- [Dataset excerpts]
•••••

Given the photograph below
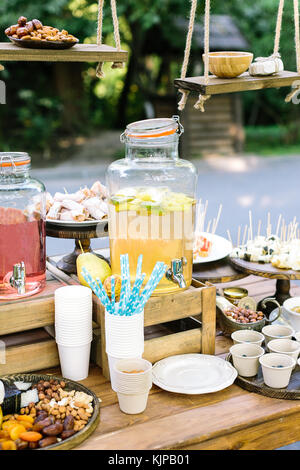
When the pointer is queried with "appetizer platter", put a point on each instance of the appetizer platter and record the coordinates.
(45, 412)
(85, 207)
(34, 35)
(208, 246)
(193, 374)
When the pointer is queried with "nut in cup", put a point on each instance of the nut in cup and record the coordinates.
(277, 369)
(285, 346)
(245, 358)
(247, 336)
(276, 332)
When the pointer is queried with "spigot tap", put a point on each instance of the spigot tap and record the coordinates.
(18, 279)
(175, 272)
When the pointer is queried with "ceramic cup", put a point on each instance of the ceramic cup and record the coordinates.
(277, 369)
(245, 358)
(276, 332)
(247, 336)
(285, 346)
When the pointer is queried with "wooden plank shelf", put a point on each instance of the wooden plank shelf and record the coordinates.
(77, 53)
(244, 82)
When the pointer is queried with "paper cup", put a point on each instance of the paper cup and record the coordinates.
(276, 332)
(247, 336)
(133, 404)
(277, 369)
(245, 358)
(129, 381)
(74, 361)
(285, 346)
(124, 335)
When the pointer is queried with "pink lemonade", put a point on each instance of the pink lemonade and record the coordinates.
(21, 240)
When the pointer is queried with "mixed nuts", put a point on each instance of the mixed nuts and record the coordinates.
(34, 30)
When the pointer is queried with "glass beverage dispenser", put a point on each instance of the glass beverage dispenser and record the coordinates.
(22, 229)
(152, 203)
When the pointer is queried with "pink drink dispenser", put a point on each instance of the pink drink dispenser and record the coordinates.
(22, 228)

•••••

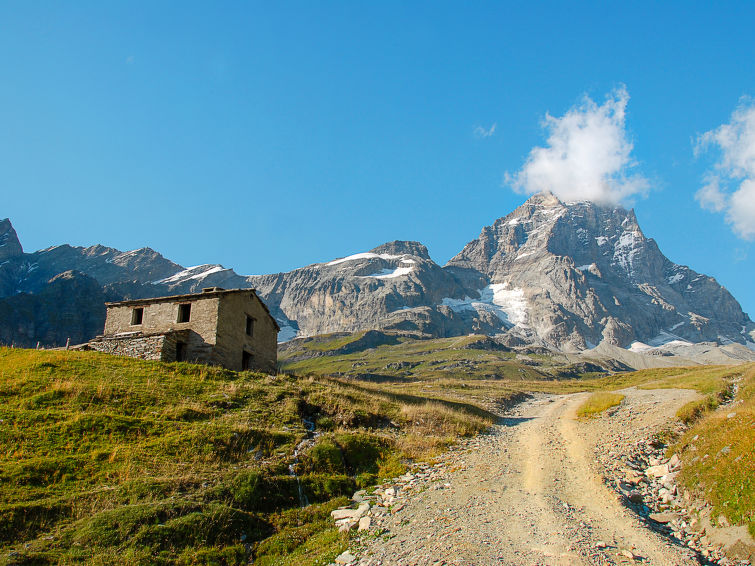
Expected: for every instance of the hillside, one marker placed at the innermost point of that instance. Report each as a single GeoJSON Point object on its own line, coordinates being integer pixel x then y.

•••••

- [What is being asked] From the items above, pull out every line that contains the word "record".

- [Result]
When the pointer is queried with "appetizer platter", put a point on each instance of the appetizer platter and record the coordinates.
When the pointer is queried with "nut in cup", put a point on each instance of the nut in cup and record the coordinates.
When the pointer is queried with "spigot tap", put a point on each instance of the spigot tap and record the coordinates.
When the pointer is queried with "ceramic cup", put a point on each instance of the ceramic cup and record the coordinates.
When the pointer is queried with "wooden plank shelf", put a point on each instance of the wooden plank shelf and record the coordinates.
When the pointer is queried with "paper cup", put a point on each instance of the paper cup and record the coordinates.
When the pointer is queried with "pink lemonade", put a point on each instance of the pink lemonade and record the coordinates.
When the pointer is queried with "mixed nuts", put a point on each instance of the mixed nuts and record the coordinates.
When the pointer is queried with "glass beverage dispenser", put a point on each instance of the glass beverage dispenser and record the coordinates.
When the pointer is queried with "pink drink dispenser", put a point on each instance of the pink drink dispenser and record the coordinates.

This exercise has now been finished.